[BEGIN]

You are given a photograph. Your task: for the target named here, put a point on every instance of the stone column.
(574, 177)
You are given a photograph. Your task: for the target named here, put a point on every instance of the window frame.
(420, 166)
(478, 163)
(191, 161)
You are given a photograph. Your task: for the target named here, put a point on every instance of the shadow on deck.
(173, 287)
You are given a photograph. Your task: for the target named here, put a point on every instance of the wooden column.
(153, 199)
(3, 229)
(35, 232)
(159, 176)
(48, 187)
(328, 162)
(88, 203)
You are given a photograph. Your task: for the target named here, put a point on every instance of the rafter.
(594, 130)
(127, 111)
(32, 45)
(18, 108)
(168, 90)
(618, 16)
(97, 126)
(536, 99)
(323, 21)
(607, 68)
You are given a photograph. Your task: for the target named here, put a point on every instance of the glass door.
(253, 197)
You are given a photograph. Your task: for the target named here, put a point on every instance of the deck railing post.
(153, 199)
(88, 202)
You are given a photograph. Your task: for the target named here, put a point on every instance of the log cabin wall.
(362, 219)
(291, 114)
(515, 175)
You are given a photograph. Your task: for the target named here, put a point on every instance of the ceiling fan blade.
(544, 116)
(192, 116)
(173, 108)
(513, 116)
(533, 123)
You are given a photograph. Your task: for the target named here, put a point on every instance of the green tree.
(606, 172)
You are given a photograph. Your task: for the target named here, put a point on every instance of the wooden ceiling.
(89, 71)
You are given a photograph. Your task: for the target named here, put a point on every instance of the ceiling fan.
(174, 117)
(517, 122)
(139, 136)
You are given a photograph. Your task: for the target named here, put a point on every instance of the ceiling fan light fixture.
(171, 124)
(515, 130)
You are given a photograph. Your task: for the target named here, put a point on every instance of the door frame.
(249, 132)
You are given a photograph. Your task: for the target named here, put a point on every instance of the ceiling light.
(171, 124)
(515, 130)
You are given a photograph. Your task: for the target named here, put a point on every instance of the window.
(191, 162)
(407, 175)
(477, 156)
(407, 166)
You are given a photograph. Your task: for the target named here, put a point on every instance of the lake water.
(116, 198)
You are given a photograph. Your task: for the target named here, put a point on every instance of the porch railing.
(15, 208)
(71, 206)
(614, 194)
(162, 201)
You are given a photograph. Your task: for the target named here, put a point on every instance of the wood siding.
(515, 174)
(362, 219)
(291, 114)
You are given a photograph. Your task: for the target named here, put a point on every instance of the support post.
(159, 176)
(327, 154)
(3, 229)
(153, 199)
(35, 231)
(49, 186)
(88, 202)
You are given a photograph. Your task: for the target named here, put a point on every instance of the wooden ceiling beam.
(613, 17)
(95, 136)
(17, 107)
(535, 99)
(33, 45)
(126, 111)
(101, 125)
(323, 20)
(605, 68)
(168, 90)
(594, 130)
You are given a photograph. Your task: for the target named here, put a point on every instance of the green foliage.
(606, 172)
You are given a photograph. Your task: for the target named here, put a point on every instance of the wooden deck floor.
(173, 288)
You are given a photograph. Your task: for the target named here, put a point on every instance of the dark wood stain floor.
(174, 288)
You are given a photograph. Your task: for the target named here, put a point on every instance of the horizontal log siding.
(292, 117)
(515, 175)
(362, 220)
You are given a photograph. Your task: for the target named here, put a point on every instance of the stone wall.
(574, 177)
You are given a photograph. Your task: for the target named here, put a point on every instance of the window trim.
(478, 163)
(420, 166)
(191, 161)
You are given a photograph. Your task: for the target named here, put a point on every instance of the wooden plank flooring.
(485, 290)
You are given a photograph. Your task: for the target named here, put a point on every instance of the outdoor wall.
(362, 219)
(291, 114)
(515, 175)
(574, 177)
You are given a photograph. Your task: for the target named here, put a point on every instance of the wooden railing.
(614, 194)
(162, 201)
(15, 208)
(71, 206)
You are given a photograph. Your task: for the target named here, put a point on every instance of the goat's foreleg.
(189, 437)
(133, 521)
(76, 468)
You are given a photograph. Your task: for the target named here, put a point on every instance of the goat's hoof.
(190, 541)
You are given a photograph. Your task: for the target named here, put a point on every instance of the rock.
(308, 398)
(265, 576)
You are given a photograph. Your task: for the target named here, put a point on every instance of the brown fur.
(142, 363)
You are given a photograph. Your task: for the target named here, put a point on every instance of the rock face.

[END]

**What you need to do:**
Offset by 55 every number in the point coordinates from the line containing "the goat's hoof." down to the last line, and write out each of those lines, with all other text unchanged.

**Task solution:**
You are given a photograph. Your task: for the target named here, put a point on every instance of the goat's hoof.
(245, 596)
You are given a photograph. Your task: for the target named here, put a point on every instance of the rock.
(363, 453)
(320, 631)
You are given a photograph. Your task: for the target named here, put a point on every instance of the brown fur.
(197, 418)
You are given a photograph. Your task: for the target named here, put a point on every instance of the rock face.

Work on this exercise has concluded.